What you will do: The required answer is a copy of each line in the entries below that includes "siding".

Source material:
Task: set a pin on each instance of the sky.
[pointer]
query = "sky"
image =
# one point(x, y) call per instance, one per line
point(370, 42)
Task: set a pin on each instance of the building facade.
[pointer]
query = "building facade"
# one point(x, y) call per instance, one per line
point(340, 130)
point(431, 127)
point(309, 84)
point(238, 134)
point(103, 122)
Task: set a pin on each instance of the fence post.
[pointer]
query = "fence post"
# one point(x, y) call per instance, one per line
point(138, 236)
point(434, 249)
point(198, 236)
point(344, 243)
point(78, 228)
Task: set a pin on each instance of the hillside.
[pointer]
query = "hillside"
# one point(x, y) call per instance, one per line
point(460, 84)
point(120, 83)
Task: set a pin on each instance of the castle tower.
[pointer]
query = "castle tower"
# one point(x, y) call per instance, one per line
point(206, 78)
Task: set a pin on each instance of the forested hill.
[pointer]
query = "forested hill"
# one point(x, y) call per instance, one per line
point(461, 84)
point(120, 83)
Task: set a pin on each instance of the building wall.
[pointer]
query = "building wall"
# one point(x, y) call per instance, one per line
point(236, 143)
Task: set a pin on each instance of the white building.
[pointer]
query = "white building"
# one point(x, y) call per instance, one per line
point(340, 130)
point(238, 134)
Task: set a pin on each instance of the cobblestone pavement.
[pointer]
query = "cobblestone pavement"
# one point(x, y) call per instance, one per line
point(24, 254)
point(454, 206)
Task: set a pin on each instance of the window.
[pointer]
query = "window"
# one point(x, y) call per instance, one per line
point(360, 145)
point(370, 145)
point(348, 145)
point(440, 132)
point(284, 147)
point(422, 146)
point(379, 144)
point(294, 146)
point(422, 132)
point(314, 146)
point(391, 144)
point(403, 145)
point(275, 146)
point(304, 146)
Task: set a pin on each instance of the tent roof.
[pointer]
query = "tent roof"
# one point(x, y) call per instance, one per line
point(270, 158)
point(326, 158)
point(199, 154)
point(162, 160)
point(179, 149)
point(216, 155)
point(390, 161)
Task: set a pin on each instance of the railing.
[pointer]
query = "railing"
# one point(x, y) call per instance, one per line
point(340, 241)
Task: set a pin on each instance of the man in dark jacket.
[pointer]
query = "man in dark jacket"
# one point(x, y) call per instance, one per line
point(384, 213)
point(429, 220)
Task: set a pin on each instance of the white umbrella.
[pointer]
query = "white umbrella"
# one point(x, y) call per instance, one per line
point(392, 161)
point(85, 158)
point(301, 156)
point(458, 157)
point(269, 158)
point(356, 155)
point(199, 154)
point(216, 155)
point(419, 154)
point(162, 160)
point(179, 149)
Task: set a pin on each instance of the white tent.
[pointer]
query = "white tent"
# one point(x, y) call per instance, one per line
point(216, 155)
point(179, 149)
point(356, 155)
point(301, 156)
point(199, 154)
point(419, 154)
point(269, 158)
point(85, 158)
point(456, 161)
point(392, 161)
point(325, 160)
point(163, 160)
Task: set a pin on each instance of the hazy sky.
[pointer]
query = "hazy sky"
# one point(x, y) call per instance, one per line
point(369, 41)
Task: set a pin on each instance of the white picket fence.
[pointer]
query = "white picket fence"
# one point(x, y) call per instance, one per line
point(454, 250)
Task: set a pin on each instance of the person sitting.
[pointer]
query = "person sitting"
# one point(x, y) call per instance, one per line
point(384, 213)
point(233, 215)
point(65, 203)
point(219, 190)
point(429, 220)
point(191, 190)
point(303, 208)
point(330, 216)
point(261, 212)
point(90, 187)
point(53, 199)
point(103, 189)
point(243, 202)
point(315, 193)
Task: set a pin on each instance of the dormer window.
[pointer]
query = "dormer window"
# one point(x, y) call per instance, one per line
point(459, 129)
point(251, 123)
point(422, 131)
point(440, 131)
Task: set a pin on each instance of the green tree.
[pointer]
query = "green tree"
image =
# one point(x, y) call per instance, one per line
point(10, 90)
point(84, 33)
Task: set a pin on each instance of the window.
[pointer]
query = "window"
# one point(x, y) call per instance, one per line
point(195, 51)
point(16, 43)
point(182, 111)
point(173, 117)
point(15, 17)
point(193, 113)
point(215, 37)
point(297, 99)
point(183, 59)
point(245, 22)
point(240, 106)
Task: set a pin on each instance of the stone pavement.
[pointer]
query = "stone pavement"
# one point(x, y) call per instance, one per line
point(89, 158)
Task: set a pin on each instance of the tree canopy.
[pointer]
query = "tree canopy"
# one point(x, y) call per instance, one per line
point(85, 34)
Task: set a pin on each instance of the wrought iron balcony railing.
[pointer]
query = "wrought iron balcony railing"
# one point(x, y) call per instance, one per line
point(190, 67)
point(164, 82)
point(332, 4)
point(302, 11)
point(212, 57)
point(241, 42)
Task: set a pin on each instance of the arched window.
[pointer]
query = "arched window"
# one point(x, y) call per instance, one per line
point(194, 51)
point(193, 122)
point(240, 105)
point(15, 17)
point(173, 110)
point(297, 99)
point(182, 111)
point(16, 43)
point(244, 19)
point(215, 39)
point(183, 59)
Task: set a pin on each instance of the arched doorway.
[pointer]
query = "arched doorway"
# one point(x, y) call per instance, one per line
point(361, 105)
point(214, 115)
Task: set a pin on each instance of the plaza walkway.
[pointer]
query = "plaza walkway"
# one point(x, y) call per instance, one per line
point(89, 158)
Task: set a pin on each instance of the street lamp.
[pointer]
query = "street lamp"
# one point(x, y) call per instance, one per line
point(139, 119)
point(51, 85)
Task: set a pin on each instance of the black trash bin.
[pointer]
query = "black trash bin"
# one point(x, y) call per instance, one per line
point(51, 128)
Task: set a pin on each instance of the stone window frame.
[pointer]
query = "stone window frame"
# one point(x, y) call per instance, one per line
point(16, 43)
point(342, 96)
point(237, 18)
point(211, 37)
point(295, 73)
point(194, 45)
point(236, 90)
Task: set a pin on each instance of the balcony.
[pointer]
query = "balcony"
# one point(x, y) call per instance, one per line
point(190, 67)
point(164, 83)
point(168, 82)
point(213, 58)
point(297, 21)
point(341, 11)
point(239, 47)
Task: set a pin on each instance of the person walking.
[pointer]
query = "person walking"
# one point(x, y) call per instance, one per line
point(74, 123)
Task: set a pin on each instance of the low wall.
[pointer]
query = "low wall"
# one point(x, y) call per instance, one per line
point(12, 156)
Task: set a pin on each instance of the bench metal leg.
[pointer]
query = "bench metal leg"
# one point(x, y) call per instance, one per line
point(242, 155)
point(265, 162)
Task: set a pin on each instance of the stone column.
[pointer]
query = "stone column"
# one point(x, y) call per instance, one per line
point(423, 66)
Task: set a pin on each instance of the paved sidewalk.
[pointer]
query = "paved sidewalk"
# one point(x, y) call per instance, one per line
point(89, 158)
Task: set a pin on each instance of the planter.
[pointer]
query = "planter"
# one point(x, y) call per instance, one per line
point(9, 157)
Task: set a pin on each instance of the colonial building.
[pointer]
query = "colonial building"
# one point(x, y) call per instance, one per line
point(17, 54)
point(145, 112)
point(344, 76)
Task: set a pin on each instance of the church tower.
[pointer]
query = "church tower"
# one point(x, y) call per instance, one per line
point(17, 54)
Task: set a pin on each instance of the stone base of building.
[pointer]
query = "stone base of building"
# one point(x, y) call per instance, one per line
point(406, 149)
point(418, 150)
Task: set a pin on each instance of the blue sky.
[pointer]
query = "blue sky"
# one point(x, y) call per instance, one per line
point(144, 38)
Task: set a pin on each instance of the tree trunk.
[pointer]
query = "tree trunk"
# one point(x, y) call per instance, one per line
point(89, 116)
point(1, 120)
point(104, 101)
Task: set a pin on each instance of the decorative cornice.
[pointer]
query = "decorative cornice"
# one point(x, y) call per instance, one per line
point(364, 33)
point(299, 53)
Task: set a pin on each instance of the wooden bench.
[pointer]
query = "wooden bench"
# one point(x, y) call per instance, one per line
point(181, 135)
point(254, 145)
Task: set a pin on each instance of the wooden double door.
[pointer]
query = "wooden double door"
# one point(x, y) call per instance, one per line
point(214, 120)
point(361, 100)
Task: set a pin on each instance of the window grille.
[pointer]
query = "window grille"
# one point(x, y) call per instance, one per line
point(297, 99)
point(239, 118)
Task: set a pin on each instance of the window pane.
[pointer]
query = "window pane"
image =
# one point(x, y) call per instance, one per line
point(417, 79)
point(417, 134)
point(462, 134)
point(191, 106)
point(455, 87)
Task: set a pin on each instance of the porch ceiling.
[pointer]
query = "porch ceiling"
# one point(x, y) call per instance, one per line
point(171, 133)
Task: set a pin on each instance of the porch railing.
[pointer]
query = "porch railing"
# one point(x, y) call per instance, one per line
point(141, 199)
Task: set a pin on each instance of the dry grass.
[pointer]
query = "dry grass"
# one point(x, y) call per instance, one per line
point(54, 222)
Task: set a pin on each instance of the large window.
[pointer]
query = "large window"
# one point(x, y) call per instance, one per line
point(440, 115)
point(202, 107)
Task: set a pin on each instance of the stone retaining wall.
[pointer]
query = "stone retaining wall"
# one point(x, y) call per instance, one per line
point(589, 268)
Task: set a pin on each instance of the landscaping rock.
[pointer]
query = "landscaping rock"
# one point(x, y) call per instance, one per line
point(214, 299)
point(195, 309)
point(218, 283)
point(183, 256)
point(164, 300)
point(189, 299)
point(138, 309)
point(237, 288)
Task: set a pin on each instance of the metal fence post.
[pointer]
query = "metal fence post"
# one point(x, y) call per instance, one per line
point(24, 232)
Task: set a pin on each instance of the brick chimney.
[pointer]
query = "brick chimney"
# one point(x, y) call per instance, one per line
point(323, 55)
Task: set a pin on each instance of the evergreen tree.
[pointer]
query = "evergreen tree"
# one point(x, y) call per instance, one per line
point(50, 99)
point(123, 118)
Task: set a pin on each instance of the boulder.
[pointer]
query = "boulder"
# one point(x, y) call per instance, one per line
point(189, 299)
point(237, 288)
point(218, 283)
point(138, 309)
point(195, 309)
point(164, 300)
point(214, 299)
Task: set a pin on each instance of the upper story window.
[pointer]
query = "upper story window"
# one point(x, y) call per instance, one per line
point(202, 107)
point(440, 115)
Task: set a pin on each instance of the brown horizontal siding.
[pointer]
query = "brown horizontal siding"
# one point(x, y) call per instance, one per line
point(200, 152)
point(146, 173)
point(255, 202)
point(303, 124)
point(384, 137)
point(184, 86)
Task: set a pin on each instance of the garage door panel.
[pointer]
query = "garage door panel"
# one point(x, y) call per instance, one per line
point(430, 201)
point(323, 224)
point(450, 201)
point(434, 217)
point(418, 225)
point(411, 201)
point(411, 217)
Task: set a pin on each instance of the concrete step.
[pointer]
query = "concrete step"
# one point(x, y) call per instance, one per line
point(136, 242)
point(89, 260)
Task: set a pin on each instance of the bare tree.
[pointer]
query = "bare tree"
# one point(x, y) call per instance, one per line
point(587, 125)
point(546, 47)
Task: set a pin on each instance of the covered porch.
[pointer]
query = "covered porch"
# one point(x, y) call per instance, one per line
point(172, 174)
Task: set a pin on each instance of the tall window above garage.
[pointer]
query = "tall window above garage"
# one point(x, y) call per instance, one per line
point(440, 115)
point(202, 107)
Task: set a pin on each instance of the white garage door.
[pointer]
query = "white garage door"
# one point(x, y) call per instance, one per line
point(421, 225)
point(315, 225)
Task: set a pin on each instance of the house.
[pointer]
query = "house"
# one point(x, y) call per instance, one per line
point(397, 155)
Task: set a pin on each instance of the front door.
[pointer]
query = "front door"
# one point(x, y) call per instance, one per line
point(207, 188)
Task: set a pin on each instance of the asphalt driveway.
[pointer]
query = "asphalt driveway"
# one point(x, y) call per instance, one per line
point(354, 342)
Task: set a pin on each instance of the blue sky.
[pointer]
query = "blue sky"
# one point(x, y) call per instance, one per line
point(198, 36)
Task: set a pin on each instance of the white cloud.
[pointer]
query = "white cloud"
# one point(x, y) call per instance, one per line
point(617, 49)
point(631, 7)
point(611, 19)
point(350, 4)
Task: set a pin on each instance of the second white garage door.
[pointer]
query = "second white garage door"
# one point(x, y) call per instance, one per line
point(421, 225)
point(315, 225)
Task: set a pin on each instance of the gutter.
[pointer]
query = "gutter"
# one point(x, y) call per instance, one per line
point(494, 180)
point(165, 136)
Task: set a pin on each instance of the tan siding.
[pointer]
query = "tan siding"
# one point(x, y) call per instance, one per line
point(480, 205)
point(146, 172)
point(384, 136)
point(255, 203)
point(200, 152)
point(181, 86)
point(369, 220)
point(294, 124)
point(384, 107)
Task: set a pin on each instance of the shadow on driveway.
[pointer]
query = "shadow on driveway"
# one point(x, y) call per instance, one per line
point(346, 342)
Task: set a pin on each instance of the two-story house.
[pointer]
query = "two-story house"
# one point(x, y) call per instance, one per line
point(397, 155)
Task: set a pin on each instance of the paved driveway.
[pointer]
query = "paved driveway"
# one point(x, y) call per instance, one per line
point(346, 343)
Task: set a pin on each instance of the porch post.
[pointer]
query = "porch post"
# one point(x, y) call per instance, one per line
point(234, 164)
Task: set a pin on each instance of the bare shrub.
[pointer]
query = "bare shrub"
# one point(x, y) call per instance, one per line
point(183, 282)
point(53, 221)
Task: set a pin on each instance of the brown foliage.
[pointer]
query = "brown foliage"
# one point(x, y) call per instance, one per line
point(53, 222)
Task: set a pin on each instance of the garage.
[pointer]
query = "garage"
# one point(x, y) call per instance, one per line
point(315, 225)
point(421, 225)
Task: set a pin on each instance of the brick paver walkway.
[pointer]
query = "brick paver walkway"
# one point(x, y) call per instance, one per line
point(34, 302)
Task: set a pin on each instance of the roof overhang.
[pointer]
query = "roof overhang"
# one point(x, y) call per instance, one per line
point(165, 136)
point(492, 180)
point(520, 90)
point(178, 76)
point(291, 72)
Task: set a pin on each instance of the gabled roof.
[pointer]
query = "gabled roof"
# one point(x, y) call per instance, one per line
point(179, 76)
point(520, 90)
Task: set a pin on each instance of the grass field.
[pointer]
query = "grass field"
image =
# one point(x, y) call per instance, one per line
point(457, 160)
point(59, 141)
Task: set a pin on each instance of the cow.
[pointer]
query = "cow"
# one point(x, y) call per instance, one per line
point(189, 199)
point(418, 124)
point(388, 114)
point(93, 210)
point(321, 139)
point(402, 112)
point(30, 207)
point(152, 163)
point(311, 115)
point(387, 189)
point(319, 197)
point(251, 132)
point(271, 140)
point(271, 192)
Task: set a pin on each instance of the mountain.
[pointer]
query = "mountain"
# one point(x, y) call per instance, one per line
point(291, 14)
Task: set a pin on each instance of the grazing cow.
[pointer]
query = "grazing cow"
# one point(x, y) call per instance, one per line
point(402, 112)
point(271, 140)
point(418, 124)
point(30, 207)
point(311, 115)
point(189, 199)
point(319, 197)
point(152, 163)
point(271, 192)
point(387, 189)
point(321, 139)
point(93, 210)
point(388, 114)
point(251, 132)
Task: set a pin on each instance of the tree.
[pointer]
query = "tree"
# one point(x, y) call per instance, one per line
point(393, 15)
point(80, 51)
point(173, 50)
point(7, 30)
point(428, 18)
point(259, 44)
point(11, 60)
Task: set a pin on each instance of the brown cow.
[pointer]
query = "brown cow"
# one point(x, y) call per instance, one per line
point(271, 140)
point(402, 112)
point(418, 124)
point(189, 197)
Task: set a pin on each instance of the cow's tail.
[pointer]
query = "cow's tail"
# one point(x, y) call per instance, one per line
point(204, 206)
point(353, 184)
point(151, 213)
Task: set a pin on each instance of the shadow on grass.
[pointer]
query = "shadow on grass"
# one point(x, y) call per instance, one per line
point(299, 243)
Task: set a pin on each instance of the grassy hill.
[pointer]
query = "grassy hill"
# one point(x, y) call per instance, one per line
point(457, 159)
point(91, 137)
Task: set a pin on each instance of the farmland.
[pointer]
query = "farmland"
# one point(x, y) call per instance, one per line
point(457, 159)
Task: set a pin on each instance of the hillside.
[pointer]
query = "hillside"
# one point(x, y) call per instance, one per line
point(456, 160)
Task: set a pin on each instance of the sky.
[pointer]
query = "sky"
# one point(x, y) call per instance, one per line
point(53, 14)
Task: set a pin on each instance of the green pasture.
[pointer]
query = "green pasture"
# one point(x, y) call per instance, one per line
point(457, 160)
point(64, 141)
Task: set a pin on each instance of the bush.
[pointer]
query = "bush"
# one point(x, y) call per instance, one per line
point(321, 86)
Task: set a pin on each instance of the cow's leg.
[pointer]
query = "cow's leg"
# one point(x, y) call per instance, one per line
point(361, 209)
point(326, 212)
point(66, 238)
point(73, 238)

Exercise answer:
Task: set a pin on each instance of the brown horizontal siding.
query = "brown horizontal siding"
Task: set a pin on each instance of the tan siding.
query = "tan siding"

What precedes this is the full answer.